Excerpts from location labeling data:
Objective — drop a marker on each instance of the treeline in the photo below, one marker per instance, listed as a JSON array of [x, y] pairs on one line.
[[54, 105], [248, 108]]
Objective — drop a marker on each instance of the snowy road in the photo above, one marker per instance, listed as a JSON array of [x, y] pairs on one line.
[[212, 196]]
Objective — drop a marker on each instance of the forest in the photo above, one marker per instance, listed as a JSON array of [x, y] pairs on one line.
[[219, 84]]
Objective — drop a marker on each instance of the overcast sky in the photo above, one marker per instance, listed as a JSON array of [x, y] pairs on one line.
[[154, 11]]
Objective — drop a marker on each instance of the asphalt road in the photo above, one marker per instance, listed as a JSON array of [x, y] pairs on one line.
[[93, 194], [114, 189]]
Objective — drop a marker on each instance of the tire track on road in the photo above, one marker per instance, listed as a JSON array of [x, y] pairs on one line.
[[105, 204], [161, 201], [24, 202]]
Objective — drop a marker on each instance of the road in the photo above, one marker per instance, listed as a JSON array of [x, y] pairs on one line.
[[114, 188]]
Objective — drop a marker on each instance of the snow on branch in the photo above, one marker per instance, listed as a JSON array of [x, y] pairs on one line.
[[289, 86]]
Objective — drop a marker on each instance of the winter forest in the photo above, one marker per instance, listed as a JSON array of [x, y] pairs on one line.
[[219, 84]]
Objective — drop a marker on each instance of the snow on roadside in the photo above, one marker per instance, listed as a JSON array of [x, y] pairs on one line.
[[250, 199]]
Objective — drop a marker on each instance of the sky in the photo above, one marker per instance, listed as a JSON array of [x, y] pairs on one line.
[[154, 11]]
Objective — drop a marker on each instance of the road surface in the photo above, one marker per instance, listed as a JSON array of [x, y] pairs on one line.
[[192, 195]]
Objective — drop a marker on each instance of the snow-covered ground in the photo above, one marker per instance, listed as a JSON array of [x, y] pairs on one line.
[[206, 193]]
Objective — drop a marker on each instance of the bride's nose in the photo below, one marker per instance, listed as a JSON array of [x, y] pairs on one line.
---
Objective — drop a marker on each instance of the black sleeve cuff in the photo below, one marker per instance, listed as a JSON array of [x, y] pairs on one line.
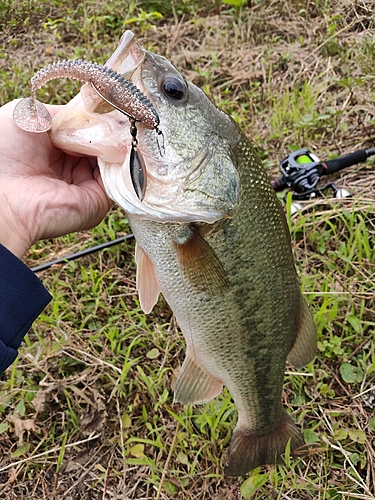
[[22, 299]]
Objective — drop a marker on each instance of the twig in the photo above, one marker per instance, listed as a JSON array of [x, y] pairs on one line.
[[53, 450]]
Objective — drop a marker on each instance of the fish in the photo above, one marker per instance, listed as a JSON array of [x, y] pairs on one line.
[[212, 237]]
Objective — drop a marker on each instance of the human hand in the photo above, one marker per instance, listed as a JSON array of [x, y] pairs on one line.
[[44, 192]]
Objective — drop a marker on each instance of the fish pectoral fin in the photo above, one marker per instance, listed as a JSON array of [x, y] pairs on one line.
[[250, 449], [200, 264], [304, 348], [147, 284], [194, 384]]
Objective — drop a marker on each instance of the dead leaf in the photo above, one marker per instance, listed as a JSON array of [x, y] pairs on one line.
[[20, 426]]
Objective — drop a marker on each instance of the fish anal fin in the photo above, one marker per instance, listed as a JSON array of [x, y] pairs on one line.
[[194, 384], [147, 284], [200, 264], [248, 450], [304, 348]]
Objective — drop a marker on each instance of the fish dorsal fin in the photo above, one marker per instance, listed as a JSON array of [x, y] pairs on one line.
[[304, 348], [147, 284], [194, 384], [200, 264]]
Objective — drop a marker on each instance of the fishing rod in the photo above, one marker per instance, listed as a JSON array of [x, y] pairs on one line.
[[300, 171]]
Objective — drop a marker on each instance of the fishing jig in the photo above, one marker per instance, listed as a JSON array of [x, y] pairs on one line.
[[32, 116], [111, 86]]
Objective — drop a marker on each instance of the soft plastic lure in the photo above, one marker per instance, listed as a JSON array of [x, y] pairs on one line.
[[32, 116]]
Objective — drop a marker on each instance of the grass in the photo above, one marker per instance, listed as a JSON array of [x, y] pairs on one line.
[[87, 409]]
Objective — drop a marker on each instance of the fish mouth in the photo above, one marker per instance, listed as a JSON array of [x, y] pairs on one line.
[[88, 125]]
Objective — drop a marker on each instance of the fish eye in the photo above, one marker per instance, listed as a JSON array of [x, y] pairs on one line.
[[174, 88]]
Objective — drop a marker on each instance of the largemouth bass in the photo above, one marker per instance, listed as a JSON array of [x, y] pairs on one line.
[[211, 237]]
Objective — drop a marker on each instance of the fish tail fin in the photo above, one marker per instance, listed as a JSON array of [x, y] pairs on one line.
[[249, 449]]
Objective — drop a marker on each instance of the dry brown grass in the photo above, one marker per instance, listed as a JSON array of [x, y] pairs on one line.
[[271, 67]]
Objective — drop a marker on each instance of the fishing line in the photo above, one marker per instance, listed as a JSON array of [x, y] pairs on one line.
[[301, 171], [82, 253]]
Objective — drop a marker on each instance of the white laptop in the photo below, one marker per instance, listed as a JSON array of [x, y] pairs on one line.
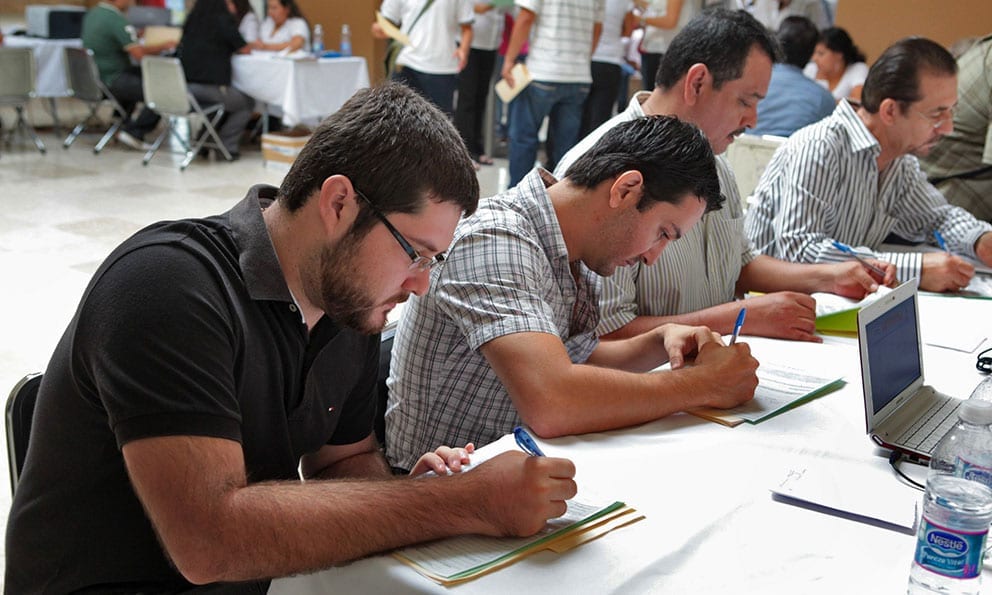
---
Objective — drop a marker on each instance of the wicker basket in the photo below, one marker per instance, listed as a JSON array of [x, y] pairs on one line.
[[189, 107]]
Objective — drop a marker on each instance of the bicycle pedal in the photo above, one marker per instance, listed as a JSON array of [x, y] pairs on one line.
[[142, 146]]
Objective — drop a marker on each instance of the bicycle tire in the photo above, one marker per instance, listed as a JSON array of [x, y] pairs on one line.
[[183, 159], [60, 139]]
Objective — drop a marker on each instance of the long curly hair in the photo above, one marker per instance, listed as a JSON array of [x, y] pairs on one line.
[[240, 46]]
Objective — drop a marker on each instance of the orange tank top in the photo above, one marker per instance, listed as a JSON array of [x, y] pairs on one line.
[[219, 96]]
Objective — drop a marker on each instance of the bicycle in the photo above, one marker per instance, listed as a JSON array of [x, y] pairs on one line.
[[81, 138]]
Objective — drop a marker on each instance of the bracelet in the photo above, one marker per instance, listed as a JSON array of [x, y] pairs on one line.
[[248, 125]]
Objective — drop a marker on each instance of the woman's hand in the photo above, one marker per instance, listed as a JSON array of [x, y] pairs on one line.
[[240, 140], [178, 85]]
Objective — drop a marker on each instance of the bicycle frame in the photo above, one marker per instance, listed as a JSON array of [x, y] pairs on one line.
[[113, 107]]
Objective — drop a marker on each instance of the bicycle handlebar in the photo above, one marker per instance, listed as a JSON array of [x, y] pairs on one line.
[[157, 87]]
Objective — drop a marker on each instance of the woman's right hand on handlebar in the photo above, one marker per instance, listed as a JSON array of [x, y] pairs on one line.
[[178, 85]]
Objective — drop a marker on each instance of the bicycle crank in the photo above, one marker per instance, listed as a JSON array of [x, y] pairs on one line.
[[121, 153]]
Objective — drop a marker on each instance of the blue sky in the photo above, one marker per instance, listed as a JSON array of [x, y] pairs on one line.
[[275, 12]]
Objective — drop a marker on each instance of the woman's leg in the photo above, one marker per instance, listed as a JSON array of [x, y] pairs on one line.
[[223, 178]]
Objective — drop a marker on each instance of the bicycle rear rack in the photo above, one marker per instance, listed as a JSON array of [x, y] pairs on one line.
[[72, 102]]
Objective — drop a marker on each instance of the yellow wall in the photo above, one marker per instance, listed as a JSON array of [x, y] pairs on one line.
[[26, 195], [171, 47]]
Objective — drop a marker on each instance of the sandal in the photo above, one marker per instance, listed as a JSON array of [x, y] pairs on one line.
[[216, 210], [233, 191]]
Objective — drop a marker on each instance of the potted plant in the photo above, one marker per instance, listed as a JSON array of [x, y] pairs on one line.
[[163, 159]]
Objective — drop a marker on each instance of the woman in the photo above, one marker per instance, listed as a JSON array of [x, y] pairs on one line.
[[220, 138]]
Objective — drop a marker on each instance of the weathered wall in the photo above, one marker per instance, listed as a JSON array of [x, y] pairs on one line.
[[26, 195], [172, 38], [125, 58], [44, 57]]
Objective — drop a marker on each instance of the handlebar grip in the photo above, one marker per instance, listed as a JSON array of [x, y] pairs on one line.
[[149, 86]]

§ Aim of the exercise:
Render the rows as a two-column CSV headed text,answer, with one CSV line for each row. Put each field in quotation marks and turn any line breaks into spaces. Begin at the line that has "Objective — drop a marker on each instance of the long" and stop after the line that has "[[223, 178]]".

§ Full response:
text,answer
"Objective — drop a marker on each instance of the long curly hair in the photo above, one marker per instance, listed as a JSON array of [x, y] pairs on one line.","[[240, 46]]"
"Objective — drop a marker on each instance of the orange tank top in the photo above, one marker per instance, listed as a JSON array of [x, y] pairs on one line.","[[219, 96]]"
"Objective — drop a marker on each instance of the bicycle in the photo above, one marker per instance, listed as a JSON array of [x, y] pairs on one line.","[[81, 138]]"
"Objective — drop a marker on each instance of the bracelet in the photo above, one marker per instance, listed as a JSON array of [x, y] pairs on one line.","[[248, 125]]"
"Objective — drop a marker on each instance of the woman's hand in the photo above, one marker per instance, listed as a JSON array of [x, y] pairs on one line.","[[240, 140], [178, 85]]"
"Objective — drop a marker on each instance of the bicycle frame in the photo above, one marker per instance, listed as a JSON array of [x, y] pairs on one line.","[[113, 107]]"
"Objective — drop a marker on each instance of the bicycle handlebar in the photo above, one marker per instance, listed as a JSON array of [x, y] pairs on one line.","[[157, 87]]"
"Objective — drop a marker on each instance of the woman's right hand on handlebar in the photo above, one marker per instance, listed as a JSON array of [x, y] pairs on one line.","[[178, 85]]"
"Objective — drop a marker on each instance of the bicycle crank in the photo above, one marker per instance, listed as a JSON array of [x, y] pairs on one line.","[[121, 153]]"
"Objective — drop a marker on each instance of the blue sky in the photo above, one marker per instance, listed as a JSON array of [x, y] pairs on one line.","[[275, 12]]"
"Objective — drop a marker on each instance of the woman's leg in the photo above, one marker per instance, listed as a JSON array of [x, y] pairs on one line.","[[223, 178]]"